* _Records for the task_

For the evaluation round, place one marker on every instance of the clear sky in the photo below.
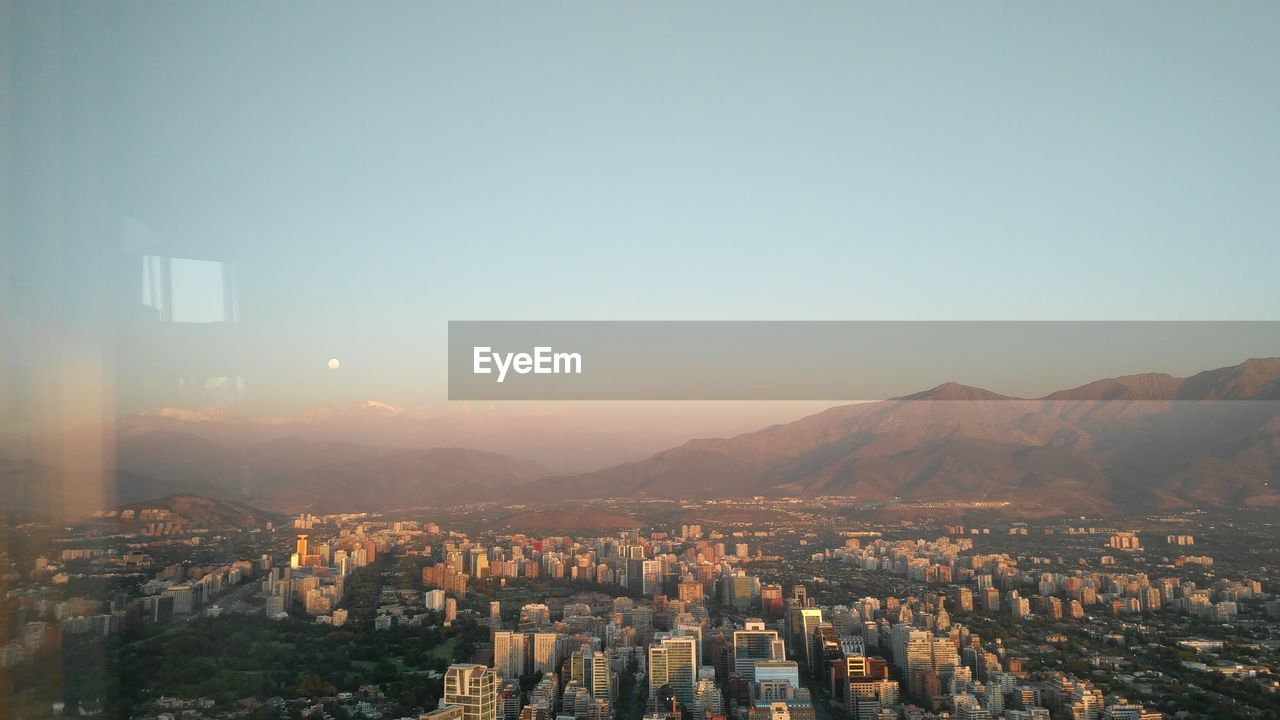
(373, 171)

...

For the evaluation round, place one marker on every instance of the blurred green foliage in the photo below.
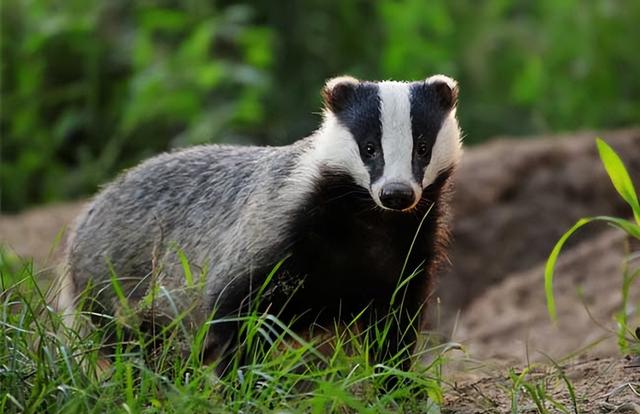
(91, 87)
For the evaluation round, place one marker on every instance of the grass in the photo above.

---

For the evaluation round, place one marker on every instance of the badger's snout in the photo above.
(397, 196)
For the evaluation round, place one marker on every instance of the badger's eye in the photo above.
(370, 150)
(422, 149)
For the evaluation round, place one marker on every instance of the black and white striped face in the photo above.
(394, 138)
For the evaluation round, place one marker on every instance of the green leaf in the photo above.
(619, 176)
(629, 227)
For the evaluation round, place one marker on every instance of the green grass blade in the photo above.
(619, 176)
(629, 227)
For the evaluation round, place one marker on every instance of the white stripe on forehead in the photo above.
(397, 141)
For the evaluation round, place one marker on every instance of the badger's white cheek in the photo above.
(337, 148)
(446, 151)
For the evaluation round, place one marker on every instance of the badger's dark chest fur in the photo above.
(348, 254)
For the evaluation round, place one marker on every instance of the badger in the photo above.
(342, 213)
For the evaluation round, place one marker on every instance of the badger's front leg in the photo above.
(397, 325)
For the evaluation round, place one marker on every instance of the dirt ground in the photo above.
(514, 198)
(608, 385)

* _Exercise_
From the material, pull out every line that contains the word "above" and list those lines in their original order.

* _Result of the task_
For the evaluation round, place one marker on every instance of the grass in the photo above.
For the evaluation round, place one marker on every instance of the badger's snout in the photo above.
For the evaluation round, place one marker on every instance of the badger's eye in the photo above.
For the evaluation round, place one marker on every instance of the black and white striped face in the photo above.
For the evaluation round, place one marker on every instance of the green leaf in the photo above.
For the evaluation round, place one marker on every instance of the green grass blade in the photo above.
For the evaluation round, place one marker on every instance of the white stripe on forehead in the photo above.
For the evaluation round, place one marker on every instance of the badger's white cheek in the photo above.
For the evaluation round, place one marker on every instance of the badger's dark chest fur in the photo above.
For the evaluation round, place one marker on every instance of the badger in the photo above.
For the evaluation round, place one marker on every instance of the badger's front leg in the photo above.
For the evaluation round, place one marker on every instance of the dirt ground in the photo above.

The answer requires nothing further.